=== Aim ===
Copy only this range: the line with "Expected: one marker per instance of the man's face" through the final line of the material, inclusive at both ends.

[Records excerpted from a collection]
┄┄┄┄┄┄┄┄┄┄┄┄┄┄┄┄┄┄┄┄

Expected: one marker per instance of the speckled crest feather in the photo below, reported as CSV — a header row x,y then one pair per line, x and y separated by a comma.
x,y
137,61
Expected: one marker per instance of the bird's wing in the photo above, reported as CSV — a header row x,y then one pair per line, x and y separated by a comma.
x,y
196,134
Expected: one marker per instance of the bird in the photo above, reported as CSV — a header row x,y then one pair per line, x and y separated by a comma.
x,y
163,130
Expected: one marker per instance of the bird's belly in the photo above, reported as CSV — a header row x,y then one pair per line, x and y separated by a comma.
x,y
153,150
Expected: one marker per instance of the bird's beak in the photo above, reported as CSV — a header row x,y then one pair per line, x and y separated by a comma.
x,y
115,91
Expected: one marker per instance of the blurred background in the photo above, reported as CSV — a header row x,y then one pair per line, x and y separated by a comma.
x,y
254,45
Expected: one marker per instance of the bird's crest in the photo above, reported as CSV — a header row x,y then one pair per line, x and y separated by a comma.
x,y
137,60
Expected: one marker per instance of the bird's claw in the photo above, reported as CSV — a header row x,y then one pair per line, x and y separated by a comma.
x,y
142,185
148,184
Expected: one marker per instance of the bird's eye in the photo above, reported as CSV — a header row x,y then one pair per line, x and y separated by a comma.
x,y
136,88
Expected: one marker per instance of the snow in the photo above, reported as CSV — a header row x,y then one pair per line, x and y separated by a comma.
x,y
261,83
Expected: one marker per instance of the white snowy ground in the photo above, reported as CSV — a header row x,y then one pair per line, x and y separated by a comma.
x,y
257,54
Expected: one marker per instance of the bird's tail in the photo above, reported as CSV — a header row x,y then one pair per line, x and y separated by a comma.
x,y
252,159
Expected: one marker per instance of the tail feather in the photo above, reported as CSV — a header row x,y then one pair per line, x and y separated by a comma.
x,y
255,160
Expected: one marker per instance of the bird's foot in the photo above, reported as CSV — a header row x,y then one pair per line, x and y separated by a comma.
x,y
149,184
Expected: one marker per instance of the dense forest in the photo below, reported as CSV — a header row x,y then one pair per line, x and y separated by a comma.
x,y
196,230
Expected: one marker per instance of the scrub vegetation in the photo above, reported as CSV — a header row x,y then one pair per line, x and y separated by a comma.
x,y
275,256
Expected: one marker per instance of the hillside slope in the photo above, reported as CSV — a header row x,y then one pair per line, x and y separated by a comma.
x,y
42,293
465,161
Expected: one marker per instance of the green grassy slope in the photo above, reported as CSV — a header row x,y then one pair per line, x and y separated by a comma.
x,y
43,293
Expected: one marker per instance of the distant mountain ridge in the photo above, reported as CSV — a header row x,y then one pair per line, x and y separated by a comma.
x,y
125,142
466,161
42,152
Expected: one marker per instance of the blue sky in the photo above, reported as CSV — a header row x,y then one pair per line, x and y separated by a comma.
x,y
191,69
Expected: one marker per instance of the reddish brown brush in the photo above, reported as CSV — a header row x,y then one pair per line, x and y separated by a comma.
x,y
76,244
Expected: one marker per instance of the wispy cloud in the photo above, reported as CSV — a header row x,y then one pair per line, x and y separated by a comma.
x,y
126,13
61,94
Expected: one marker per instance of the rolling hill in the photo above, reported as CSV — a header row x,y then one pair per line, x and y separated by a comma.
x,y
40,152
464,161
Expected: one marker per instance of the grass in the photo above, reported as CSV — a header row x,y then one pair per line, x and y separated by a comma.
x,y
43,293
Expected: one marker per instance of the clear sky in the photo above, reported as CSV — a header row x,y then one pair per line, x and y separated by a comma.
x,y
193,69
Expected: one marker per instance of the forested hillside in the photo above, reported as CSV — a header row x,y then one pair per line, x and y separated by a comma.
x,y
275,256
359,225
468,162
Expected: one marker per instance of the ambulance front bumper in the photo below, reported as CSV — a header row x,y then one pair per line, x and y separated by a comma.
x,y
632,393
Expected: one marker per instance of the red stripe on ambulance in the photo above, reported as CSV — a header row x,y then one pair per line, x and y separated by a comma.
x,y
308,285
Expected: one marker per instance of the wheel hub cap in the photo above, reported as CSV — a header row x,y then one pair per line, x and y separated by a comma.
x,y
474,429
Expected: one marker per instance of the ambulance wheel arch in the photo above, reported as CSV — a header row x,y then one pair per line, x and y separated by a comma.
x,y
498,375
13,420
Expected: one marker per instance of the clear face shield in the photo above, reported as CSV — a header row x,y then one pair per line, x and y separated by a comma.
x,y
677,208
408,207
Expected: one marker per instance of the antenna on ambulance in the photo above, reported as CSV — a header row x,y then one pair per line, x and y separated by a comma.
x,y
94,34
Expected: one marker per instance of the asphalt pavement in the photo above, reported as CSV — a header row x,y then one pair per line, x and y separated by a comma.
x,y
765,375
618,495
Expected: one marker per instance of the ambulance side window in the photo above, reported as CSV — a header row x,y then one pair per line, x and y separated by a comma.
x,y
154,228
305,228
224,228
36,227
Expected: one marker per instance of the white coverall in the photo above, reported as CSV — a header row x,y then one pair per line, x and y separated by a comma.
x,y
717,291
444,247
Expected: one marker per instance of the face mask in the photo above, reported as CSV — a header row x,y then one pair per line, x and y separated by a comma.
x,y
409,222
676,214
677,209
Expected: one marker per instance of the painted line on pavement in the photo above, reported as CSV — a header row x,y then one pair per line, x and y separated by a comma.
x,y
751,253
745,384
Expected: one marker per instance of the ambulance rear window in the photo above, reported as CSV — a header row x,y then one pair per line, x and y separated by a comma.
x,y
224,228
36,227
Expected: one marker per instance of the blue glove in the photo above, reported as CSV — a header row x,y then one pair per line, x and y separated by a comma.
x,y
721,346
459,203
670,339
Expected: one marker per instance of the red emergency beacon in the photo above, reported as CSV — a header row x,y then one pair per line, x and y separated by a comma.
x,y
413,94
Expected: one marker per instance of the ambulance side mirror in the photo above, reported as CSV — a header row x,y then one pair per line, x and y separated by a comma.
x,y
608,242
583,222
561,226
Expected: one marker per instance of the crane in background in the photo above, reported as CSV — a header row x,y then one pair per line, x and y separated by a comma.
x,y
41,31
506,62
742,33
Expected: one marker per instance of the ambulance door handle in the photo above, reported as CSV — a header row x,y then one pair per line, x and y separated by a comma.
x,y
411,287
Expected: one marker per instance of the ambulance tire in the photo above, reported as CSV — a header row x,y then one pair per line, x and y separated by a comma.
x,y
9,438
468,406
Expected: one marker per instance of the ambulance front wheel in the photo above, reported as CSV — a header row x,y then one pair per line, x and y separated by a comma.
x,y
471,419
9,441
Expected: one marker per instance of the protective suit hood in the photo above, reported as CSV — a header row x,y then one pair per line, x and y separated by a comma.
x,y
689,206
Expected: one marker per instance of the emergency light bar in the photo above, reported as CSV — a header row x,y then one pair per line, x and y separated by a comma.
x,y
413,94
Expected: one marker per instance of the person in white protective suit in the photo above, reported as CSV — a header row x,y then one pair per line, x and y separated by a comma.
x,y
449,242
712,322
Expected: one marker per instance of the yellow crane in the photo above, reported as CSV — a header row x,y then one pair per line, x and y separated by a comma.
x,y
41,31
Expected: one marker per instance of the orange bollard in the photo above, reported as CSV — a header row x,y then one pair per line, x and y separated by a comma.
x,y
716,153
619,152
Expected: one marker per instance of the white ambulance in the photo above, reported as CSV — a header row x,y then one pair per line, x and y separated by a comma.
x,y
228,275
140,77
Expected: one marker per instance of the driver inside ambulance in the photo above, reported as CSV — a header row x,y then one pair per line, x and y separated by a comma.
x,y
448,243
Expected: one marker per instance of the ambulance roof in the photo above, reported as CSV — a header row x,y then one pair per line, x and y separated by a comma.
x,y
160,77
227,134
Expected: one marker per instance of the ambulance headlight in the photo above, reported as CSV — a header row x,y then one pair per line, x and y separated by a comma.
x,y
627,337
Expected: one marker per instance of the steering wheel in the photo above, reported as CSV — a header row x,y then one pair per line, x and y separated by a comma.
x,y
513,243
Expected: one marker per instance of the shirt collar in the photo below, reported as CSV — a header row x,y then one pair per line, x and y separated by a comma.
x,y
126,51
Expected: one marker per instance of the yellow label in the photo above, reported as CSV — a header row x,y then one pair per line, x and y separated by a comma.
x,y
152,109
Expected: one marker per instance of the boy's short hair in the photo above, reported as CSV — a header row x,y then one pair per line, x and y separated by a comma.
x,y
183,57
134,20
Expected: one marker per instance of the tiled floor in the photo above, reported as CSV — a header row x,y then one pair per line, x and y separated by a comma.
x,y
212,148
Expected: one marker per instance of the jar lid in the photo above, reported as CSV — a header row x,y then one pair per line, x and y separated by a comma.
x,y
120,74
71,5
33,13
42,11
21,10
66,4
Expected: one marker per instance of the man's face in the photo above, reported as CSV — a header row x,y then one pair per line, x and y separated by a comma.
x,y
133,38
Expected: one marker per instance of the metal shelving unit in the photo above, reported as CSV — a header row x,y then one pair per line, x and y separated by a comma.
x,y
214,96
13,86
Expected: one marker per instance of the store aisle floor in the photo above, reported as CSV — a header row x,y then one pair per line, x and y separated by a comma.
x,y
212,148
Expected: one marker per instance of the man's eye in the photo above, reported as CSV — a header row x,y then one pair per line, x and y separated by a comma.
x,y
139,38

┄┄┄┄┄┄┄┄┄┄┄┄┄┄┄┄┄┄┄┄

=== Reply to the exercise ===
Expected: one marker per instance of the man's face in the photo above, reported as CSV — a header row x,y then one pair per line, x and y separated by a comma.
x,y
133,38
Expected: one marker per instance of the metal shelving unit in the photo above, reported as CSV — a header row x,y then one pair per line, x and y separated by a comma.
x,y
214,96
13,86
Expected: one marker per instance of the store aisle floor in the photo above, reported as CSV — a header row x,y then one pair per line, x and y separated by a comma.
x,y
212,148
Expected: one marker per instance of the man's eye in the photo above, reported as CSV — a header row x,y then one pair per line, x and y separated by a comma.
x,y
139,38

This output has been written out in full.